* **TO DO**:
Collect every line in the data below that contains the string "canoe", treating uppercase and lowercase letters as different.

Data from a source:
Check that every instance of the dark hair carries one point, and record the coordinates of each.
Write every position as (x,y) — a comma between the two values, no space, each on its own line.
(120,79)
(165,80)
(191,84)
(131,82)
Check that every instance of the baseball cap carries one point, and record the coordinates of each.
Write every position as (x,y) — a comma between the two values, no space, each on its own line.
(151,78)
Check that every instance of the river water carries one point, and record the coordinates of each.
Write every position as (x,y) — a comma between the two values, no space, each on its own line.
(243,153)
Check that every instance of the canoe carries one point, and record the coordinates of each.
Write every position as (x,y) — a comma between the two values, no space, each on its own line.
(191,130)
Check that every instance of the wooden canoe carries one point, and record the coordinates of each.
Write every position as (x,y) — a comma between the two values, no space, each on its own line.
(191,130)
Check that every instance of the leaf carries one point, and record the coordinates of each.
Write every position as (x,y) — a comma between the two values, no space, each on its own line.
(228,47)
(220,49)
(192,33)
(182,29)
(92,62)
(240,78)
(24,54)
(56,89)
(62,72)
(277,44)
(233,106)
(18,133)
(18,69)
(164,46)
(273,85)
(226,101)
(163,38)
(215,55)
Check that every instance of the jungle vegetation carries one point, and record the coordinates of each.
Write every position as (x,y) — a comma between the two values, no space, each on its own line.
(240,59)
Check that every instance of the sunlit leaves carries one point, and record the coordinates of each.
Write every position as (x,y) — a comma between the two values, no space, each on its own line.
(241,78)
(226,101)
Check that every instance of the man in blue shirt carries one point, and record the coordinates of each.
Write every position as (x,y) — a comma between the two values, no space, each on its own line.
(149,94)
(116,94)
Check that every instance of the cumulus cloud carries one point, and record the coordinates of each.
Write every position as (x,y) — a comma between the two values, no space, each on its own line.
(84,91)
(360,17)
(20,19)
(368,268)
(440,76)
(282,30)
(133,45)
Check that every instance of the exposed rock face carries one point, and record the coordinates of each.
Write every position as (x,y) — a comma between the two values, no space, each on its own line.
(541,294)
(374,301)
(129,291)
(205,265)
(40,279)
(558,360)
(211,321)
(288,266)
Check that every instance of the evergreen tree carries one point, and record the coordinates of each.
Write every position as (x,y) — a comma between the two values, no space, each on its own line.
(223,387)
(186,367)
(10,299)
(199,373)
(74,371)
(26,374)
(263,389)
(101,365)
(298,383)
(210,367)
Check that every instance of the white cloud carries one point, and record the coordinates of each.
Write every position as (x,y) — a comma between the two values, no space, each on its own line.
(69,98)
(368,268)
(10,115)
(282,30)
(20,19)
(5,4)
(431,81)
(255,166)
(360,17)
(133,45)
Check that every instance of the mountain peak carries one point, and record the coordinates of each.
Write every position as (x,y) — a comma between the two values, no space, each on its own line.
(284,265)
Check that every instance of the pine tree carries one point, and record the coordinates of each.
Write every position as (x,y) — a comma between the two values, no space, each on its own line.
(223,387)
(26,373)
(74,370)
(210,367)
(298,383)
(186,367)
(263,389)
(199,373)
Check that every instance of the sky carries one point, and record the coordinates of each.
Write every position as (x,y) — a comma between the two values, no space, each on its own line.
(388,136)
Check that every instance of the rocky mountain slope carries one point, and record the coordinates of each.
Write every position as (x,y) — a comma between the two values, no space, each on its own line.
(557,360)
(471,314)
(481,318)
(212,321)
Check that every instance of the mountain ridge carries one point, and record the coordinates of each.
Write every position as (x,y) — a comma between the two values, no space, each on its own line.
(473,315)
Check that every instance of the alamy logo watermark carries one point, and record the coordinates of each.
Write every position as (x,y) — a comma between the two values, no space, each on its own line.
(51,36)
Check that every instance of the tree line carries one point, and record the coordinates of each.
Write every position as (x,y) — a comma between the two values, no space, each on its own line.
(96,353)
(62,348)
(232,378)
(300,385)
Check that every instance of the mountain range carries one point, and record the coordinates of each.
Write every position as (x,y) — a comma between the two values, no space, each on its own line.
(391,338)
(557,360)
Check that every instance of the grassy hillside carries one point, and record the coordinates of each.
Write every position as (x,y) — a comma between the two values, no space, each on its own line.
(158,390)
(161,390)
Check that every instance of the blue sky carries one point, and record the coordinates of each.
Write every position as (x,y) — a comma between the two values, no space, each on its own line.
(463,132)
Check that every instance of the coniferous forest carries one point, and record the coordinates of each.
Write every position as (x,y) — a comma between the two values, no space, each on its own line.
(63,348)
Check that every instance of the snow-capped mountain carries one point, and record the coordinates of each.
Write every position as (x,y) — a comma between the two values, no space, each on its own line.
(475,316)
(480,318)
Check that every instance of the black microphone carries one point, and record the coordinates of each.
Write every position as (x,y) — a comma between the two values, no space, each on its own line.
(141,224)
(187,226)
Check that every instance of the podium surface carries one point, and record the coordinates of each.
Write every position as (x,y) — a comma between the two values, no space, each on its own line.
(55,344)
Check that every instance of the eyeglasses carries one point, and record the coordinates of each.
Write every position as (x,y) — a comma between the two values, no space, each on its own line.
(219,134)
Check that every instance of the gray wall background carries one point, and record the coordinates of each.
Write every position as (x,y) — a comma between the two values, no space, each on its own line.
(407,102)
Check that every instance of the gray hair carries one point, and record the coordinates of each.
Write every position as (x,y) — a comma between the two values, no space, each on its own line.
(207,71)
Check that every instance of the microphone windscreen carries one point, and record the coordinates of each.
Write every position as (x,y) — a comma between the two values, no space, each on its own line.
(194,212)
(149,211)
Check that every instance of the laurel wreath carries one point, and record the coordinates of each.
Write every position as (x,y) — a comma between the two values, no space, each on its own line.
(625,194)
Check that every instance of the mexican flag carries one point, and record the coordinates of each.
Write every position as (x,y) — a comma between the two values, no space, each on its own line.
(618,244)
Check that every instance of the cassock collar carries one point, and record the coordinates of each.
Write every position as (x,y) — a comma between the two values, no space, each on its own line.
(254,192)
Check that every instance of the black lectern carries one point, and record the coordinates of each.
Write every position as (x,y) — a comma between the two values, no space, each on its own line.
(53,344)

---

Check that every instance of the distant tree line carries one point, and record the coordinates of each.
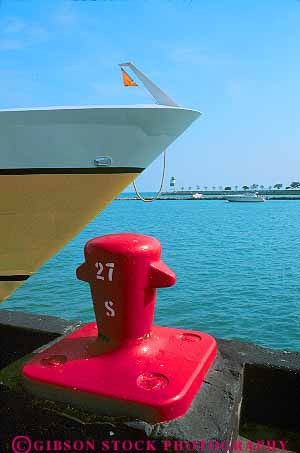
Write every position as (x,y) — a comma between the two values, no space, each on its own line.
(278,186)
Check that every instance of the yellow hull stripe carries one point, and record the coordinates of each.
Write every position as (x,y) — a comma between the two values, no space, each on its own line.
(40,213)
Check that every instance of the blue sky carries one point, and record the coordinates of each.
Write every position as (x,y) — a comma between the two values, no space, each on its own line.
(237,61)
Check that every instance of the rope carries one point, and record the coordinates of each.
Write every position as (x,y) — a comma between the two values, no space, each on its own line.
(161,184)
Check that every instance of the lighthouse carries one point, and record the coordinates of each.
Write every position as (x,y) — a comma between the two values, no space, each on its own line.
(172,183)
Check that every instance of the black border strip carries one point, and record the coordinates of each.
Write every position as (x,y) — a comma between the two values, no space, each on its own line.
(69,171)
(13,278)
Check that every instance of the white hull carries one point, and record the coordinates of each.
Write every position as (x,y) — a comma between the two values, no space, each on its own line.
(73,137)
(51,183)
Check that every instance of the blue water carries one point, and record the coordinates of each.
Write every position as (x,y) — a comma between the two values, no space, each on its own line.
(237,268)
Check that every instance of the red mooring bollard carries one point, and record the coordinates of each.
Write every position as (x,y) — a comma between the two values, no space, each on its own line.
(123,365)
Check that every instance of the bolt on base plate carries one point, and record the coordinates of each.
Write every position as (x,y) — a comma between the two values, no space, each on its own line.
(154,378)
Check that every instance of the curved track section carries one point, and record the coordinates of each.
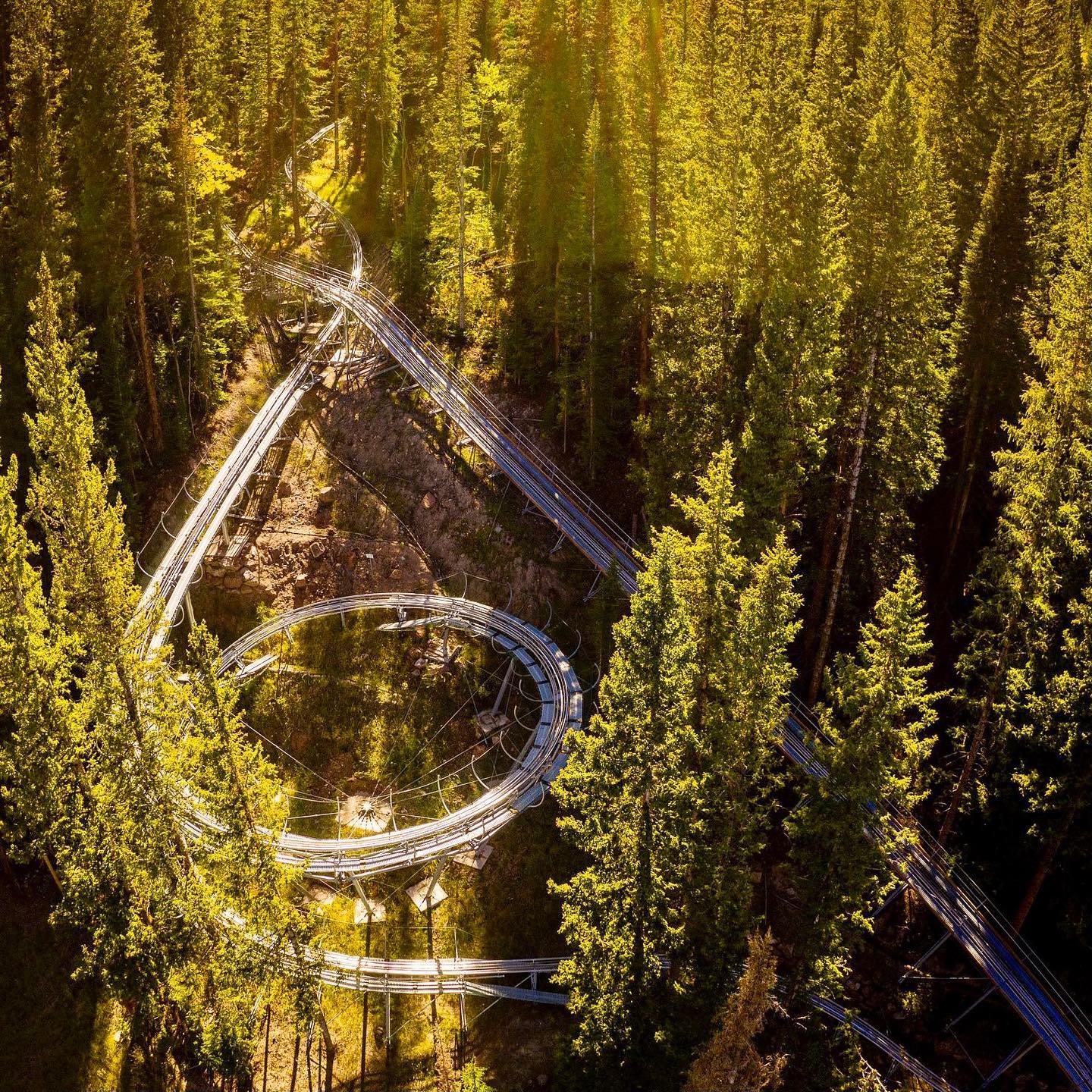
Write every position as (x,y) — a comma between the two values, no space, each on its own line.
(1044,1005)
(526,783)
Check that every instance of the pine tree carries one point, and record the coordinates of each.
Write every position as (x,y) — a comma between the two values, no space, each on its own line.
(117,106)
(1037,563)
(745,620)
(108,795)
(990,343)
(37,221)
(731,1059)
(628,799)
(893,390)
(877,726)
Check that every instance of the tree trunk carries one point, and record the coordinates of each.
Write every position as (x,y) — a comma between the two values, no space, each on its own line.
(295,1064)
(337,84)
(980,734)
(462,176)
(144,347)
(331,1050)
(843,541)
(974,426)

* **FINAL RESULT**:
Check that every instance of the canoe carries one point, and record the coordinates of each.
Check that every instance of the wooden canoe carries one point, and record the coordinates of each.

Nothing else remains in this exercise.